WRITTEN REQUEST: Start at the line containing "the white metal" and transcribe every line exactly through the end of the records below, and only those lines.

[Records from a point labeling set]
□ □ □ □ □ □ □

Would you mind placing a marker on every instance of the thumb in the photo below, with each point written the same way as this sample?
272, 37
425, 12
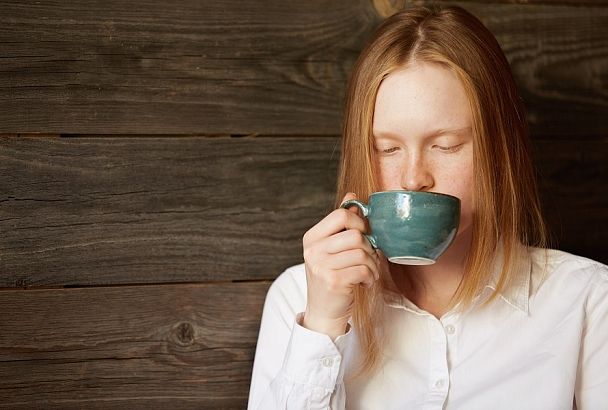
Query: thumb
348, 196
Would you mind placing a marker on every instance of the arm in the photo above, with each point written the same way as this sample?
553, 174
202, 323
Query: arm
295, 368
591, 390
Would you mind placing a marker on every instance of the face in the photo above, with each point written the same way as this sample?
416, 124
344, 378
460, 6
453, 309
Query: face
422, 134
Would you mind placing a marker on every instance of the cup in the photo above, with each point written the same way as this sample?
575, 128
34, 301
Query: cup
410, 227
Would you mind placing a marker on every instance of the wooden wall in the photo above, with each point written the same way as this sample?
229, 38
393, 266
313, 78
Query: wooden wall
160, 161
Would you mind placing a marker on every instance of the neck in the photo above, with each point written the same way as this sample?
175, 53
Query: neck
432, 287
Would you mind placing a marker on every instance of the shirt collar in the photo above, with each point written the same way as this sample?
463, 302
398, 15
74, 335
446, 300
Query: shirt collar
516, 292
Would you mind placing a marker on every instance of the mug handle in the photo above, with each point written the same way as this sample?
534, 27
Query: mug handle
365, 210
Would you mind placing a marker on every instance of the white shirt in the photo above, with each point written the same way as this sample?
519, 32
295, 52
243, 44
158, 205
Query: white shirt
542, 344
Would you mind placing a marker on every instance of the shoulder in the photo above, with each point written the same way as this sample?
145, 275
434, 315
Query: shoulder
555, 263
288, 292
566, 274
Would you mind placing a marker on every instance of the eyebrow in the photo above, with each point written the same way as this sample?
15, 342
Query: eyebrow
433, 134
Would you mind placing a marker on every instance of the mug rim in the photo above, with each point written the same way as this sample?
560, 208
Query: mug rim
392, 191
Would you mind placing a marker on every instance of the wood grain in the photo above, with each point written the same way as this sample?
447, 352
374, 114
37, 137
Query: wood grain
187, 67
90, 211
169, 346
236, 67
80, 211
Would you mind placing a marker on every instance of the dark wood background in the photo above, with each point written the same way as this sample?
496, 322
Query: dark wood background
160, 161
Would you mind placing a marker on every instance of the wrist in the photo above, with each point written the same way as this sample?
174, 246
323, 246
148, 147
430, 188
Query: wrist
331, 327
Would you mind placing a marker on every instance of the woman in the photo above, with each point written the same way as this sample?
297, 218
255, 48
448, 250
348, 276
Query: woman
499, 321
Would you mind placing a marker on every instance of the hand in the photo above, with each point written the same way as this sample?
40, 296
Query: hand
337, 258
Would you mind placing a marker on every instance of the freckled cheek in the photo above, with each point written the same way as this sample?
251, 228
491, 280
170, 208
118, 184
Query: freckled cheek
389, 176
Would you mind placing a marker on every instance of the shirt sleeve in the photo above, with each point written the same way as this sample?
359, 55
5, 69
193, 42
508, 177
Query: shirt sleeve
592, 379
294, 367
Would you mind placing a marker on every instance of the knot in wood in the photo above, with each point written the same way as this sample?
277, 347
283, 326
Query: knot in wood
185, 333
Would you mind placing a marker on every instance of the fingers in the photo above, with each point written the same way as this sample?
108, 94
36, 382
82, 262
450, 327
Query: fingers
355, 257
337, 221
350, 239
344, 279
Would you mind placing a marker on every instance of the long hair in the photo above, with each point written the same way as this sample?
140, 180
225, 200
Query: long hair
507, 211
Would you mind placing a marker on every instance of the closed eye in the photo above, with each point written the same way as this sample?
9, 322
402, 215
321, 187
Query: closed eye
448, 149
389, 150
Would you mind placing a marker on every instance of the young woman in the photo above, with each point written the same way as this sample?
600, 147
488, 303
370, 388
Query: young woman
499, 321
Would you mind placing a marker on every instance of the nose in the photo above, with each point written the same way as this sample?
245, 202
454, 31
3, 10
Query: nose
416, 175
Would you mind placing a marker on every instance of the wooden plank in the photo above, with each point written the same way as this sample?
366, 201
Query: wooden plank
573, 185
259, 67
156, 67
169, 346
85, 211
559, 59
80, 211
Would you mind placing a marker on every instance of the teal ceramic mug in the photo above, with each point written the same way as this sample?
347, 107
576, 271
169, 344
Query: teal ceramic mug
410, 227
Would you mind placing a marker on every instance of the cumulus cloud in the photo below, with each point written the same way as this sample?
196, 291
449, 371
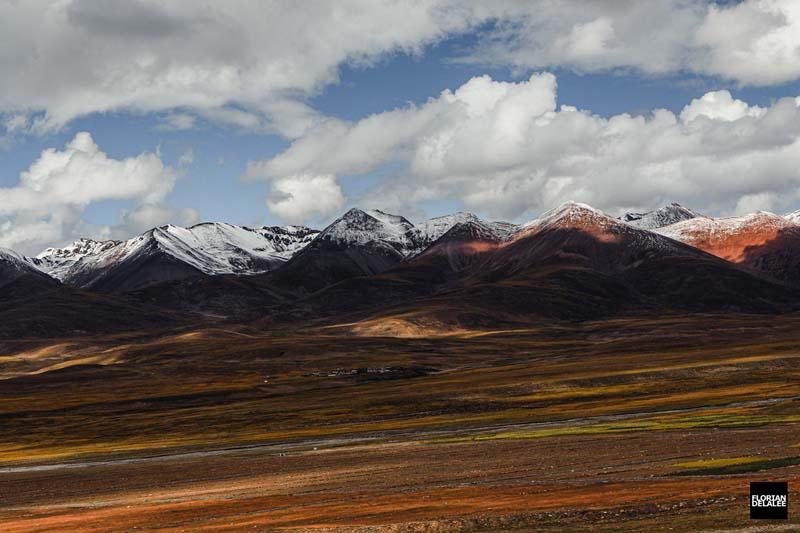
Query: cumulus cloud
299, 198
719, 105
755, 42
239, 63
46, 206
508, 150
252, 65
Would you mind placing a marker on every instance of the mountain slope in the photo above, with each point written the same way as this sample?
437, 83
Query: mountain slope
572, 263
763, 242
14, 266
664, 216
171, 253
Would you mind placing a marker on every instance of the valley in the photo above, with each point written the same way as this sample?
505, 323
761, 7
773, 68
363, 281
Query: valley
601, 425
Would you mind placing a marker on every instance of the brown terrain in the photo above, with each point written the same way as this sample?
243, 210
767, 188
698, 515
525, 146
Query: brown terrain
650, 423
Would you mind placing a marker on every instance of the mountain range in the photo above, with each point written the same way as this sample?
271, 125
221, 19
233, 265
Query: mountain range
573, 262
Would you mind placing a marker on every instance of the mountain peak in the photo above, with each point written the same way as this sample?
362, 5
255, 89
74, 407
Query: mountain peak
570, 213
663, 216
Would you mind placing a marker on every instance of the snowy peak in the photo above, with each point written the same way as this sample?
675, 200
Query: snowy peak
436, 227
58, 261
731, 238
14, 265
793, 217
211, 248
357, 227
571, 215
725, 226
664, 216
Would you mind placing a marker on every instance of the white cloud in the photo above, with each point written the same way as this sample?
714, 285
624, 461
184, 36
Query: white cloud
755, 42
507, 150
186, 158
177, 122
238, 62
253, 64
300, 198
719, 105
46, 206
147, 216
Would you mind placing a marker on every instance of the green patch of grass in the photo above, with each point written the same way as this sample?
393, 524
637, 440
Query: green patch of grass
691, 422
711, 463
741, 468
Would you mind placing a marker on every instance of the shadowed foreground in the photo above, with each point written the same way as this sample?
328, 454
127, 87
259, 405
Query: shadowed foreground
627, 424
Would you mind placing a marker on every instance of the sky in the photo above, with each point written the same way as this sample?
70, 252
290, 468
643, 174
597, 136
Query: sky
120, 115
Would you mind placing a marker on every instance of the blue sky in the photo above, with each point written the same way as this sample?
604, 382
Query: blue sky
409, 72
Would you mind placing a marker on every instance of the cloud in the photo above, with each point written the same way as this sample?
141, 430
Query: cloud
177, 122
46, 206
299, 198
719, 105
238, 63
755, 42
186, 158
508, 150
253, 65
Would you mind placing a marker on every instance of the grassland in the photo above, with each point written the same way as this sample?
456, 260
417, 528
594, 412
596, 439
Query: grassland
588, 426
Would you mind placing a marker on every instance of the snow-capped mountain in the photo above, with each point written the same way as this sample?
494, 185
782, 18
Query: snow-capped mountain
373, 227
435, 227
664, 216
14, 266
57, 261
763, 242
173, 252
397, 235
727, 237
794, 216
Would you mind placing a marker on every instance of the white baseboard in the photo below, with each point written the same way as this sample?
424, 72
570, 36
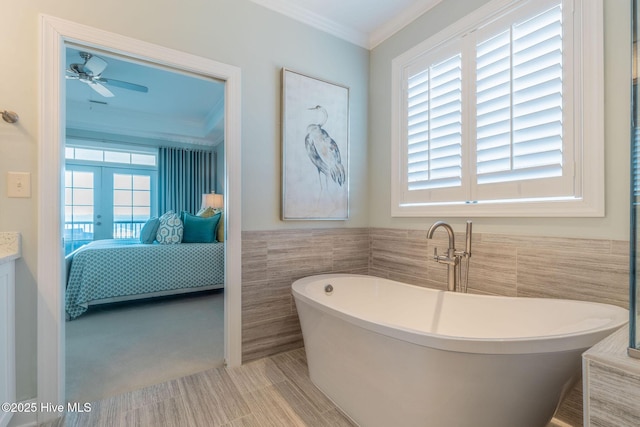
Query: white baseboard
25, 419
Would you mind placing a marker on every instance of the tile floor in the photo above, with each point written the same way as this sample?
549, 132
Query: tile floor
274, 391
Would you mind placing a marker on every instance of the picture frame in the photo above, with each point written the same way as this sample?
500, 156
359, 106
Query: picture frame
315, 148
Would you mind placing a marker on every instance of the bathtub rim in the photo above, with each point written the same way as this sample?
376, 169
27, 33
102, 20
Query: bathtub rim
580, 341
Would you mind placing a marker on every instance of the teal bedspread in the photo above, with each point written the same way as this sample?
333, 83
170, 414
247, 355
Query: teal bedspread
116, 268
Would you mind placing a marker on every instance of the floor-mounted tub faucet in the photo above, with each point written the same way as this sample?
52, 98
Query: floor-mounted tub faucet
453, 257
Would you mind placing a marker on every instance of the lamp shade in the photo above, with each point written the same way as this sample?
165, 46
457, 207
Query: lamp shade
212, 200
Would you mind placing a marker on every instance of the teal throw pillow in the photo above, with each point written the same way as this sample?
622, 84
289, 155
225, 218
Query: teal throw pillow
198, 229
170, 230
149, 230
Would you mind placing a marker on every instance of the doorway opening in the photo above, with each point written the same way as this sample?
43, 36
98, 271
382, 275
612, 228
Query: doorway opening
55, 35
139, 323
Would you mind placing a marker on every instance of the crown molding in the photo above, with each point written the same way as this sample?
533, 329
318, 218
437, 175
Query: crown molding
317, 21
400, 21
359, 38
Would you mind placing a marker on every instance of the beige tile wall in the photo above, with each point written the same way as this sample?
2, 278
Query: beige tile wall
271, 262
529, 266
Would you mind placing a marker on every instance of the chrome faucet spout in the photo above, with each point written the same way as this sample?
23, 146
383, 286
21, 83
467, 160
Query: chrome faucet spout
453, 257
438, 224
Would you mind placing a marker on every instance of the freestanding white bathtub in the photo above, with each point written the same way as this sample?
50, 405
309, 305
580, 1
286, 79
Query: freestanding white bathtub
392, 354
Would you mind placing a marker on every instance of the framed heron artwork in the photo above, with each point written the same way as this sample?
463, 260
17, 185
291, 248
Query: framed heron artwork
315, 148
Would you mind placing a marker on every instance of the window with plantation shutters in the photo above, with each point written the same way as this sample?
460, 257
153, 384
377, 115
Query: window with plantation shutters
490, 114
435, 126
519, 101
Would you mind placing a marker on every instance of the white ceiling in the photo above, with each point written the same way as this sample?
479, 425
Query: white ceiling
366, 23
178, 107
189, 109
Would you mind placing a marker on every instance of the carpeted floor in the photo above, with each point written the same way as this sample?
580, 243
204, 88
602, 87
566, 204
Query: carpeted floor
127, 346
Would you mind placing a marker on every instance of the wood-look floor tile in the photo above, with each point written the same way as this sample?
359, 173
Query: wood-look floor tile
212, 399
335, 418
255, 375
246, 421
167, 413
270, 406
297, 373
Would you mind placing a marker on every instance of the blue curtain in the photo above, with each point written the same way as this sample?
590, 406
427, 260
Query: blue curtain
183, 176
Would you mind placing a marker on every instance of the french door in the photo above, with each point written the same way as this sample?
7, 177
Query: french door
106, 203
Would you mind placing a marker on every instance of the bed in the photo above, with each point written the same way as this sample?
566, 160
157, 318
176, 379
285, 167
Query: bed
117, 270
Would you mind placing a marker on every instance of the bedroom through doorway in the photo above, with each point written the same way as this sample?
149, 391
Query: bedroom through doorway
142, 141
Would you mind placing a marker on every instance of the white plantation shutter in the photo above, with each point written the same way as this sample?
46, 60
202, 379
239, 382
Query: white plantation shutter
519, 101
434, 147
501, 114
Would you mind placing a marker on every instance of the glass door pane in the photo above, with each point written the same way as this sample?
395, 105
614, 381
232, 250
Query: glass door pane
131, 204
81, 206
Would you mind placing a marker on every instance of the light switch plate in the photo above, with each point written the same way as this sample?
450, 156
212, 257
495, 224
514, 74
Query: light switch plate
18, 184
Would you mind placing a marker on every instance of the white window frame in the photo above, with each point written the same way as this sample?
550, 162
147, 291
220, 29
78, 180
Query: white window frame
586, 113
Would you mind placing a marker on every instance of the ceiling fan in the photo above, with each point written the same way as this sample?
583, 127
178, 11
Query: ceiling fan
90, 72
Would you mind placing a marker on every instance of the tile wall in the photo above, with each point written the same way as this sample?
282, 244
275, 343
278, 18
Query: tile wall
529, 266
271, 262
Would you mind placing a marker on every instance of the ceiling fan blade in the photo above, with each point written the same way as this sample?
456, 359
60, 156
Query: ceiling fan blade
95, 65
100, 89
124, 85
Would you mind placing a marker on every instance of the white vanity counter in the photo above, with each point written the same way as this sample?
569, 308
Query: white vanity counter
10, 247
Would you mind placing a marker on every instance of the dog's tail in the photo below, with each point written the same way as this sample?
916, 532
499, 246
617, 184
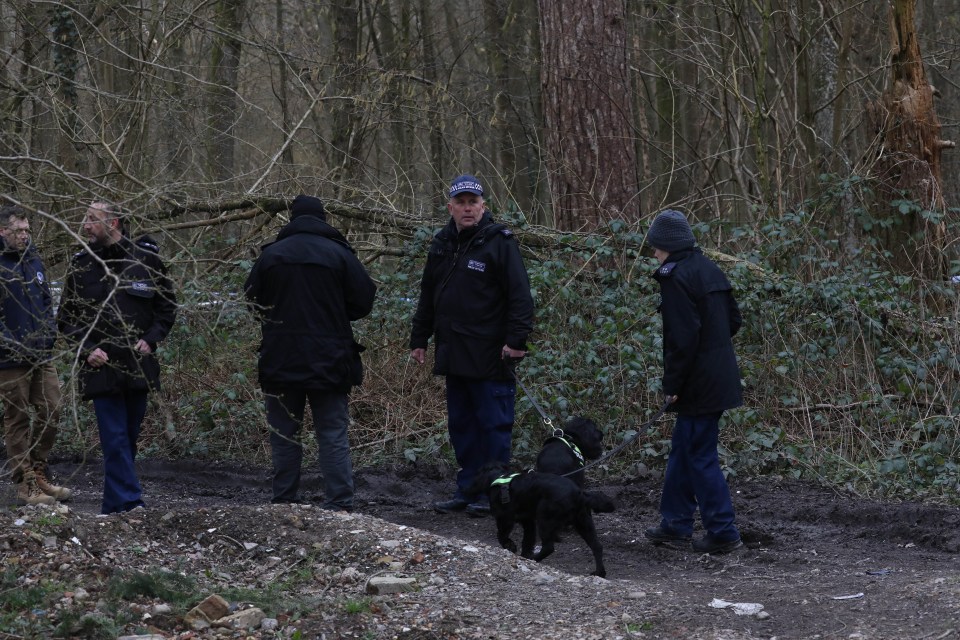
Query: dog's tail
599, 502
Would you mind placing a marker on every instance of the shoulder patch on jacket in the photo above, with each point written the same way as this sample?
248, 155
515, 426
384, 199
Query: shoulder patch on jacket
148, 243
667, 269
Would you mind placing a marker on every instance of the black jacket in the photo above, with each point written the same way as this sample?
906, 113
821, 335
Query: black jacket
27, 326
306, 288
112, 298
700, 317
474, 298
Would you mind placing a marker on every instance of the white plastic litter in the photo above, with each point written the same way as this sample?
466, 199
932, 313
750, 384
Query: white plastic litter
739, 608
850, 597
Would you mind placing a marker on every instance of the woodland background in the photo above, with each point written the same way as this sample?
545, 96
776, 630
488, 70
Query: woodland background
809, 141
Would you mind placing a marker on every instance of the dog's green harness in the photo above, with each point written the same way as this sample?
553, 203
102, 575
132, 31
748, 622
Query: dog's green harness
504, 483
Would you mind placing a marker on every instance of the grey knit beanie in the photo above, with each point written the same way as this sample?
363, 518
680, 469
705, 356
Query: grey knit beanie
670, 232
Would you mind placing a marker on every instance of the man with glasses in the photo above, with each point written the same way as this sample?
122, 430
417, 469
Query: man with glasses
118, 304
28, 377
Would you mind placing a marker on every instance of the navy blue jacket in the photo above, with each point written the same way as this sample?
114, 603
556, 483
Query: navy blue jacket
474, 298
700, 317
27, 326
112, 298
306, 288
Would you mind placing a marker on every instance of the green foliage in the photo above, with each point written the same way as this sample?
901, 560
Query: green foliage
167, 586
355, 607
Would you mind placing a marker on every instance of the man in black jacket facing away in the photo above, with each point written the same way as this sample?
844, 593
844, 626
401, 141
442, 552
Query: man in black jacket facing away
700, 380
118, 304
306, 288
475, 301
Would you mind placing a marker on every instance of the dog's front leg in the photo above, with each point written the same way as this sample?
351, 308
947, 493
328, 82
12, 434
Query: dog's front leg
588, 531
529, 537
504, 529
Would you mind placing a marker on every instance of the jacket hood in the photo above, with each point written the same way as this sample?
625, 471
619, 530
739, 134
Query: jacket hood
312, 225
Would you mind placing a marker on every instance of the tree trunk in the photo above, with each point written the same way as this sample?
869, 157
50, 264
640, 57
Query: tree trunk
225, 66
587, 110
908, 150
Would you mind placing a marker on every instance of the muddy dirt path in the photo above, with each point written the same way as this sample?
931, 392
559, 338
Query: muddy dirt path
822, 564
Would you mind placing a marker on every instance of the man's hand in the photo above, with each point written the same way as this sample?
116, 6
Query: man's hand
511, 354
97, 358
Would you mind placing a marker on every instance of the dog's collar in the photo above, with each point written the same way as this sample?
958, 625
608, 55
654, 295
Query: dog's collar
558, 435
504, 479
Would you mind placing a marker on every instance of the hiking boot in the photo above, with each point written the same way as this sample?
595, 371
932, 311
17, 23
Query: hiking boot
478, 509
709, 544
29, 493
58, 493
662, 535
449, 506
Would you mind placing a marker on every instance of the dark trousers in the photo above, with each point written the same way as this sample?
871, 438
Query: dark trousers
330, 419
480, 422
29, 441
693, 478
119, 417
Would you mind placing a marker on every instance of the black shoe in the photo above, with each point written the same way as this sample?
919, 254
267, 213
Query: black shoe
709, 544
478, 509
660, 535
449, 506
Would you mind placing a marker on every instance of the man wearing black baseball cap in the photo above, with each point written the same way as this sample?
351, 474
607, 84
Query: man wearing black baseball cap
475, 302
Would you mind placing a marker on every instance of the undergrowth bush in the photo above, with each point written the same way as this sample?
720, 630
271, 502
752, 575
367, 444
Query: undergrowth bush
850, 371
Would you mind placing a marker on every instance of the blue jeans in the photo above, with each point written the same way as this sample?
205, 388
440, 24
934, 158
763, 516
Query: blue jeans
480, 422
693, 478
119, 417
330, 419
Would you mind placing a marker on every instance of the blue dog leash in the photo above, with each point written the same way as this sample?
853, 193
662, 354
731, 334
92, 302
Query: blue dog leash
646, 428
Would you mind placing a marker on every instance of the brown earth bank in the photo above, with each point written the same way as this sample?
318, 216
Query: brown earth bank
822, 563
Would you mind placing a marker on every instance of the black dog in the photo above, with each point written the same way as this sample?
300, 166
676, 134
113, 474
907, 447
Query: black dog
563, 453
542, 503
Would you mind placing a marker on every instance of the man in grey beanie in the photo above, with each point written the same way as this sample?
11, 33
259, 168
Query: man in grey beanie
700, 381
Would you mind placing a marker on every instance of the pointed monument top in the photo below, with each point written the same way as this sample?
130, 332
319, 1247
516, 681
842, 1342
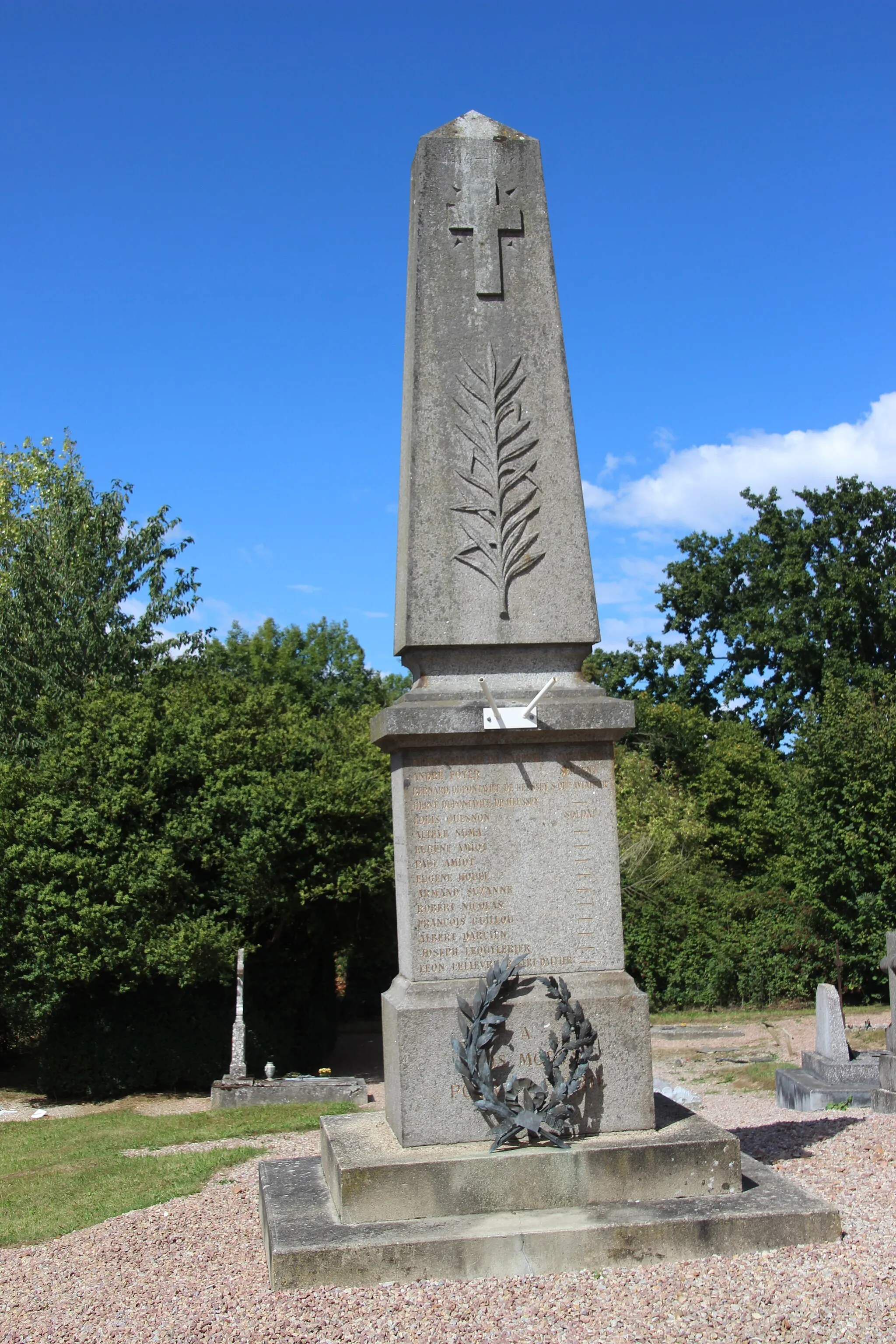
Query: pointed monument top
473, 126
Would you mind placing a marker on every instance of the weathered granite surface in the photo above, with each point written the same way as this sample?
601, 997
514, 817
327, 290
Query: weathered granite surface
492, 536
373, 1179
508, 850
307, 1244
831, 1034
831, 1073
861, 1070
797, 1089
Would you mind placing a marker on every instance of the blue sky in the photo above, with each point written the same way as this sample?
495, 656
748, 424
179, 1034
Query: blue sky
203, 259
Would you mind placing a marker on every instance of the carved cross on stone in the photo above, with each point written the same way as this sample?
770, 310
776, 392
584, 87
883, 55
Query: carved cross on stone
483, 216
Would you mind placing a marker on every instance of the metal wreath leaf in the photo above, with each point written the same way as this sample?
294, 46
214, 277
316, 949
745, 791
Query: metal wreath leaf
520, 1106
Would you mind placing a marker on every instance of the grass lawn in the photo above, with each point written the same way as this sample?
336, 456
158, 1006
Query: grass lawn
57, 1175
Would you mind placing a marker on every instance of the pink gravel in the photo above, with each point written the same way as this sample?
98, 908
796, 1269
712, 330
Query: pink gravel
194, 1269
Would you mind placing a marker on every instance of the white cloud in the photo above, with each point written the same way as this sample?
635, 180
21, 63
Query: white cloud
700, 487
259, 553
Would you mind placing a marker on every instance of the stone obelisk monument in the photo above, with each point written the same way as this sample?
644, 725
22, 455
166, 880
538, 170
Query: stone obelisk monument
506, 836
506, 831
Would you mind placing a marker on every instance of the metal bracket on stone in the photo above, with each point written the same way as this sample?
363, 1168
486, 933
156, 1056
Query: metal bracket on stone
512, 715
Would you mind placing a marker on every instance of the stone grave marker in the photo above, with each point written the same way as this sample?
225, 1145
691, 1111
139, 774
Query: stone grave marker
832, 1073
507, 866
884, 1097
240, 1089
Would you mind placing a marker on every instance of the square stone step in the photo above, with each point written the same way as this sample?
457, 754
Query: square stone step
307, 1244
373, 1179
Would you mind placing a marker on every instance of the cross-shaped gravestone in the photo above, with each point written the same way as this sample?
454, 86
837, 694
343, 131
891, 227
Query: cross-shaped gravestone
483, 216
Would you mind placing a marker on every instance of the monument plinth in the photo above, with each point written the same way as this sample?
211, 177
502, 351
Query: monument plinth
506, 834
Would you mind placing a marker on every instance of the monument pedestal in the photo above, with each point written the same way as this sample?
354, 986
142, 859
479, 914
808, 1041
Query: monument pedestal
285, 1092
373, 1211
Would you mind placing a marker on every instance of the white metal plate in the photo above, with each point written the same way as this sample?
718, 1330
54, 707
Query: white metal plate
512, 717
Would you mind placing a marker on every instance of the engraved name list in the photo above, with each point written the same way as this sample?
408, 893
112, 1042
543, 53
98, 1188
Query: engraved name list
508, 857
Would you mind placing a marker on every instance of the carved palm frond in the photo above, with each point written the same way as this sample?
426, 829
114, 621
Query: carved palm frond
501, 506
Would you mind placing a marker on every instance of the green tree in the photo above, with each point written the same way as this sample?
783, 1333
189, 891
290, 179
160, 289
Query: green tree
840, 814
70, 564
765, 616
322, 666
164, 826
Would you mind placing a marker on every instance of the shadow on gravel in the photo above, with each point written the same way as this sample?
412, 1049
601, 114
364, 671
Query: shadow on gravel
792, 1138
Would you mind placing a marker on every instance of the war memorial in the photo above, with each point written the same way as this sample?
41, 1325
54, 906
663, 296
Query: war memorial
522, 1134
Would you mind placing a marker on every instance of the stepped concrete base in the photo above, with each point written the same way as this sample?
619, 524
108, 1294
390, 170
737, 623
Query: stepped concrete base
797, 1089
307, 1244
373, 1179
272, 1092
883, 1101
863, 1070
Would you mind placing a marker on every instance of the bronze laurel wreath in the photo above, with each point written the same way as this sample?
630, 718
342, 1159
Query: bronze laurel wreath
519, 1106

□ □ □ □ □ □ □

ANSWER TO THE PROBLEM:
Would you mind placing a marker on every instance of the white metal plate in the photo above, with each point written the same way as this sample?
718, 1330
54, 707
Query: white metal plate
512, 717
Would you mind placing a marker on every instance of the engraved name list in the photo above, with each point written the same way as this sample?
408, 893
112, 1042
543, 53
98, 1188
Query: engraved name list
508, 857
Would you mind placing a marker on every instance of the carved palm frond in the photo above, with each point written the same way as this sample?
426, 829
114, 621
Query: carved palm frond
501, 506
Would you mind placing a marker on every instance of the green tree in the photo above, with each point written the same way as this sample?
783, 1333
189, 891
290, 179
160, 289
Query: green tree
840, 814
70, 564
765, 616
322, 666
164, 826
Would you mind placing a marker on every instance of the shadow on gravel in the photo above, with each point written the same way as this sample?
412, 1049
601, 114
364, 671
Query: shadow on gravel
792, 1138
Would you mind placing a marker on every instance of the war memorial in the photo above, with each point written the same way as this sample?
41, 1325
54, 906
663, 296
Query: war memorial
522, 1134
Would you mind placing a marker on every instance of the stepped concrete base in the photo above, with each point written the same way as this sample?
619, 524
108, 1294
390, 170
737, 623
Query: stepped concrete base
797, 1089
307, 1244
373, 1179
272, 1092
883, 1101
863, 1070
Would you mind placing a marker on every instance of the bronze laurel wreath in the photo above, with each point written the same way as this sample?
630, 718
342, 1159
Query: bronze laurel wreath
519, 1106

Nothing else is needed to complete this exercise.